##### Provided material

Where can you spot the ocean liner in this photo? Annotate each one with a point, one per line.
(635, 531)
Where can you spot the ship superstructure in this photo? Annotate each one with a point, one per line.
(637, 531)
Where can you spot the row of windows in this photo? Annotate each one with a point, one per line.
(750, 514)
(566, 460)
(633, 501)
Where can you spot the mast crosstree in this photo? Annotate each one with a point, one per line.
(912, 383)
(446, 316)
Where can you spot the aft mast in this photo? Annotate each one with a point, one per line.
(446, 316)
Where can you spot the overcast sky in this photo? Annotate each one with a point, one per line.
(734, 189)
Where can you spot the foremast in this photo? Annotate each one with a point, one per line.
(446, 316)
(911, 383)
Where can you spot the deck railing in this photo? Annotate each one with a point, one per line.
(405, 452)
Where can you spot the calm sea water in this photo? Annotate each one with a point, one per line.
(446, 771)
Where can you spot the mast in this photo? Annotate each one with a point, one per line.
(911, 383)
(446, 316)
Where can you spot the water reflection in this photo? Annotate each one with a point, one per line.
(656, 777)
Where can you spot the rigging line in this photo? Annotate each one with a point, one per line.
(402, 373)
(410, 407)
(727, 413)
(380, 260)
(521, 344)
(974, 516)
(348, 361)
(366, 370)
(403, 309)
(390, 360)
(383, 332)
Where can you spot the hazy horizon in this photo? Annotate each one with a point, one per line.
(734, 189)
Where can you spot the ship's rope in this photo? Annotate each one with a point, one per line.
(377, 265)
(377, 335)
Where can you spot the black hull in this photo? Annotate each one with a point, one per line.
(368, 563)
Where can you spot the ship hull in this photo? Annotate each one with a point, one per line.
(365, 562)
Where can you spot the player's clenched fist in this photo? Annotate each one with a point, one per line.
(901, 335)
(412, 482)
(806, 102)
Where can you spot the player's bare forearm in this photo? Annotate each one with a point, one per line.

##########

• _To do_: Every line of the data must appear again in the answer, exactly as written.

• _Task output_:
Where can you spot the ocean liner in this photo? Annotate each one with a point, one per line.
(635, 531)
Where can you spot the ship superstructure in this photo? Annotate each one with a point, one per line.
(637, 531)
Where can you spot the row of windows in this photo? Annotate each one with a point, one per line.
(750, 514)
(566, 460)
(633, 501)
Where can you spot the mast crosstree in this photo? Annotate each one with a point, one per line.
(912, 383)
(446, 316)
Where can you spot the aft mast in this photo? Annotate each one with a point, one per line.
(446, 316)
Where can you spot the overcast sky in this photo? Annotate each one with a point, one per line.
(734, 189)
Where can you spot the foremast in this photo? Annotate each one with a point, one per line.
(446, 316)
(911, 383)
Where can you spot the deck railing in this photo? Annotate each one with a point, one per line.
(405, 452)
Where can you spot the calm sea water in this photo? Annotate each one with a point, one per line.
(446, 771)
Where can you spot the mast in this photo? Annotate each one with a point, one per line.
(911, 383)
(446, 316)
Where can you spot the water reflection in this photo? Annotate each one with a point, one per line.
(656, 777)
Where can you spot the rigging line in this photo? Annotate each one with a point, one per line.
(402, 373)
(410, 407)
(727, 413)
(380, 260)
(521, 344)
(974, 516)
(348, 361)
(366, 370)
(403, 309)
(390, 360)
(383, 332)
Where can you spot the hazy horizon in this photo? Annotate each one with a point, one per line.
(734, 189)
Where can you spot the ship's rope in this photo? Annotate each one with a point, one per line.
(377, 265)
(377, 335)
Where can you spot the black hull in this photo? Annotate each one with a point, one per line.
(368, 563)
Where can you spot the ship hull in this photo? Annotate each one with a point, one per line.
(365, 562)
Where can you spot the player's clenched fist in this photo? Annotate each one with a point, one per line.
(901, 335)
(412, 482)
(806, 102)
Where can you spot the player's bare forearm in this photo? Annotate each one with a point, one per line.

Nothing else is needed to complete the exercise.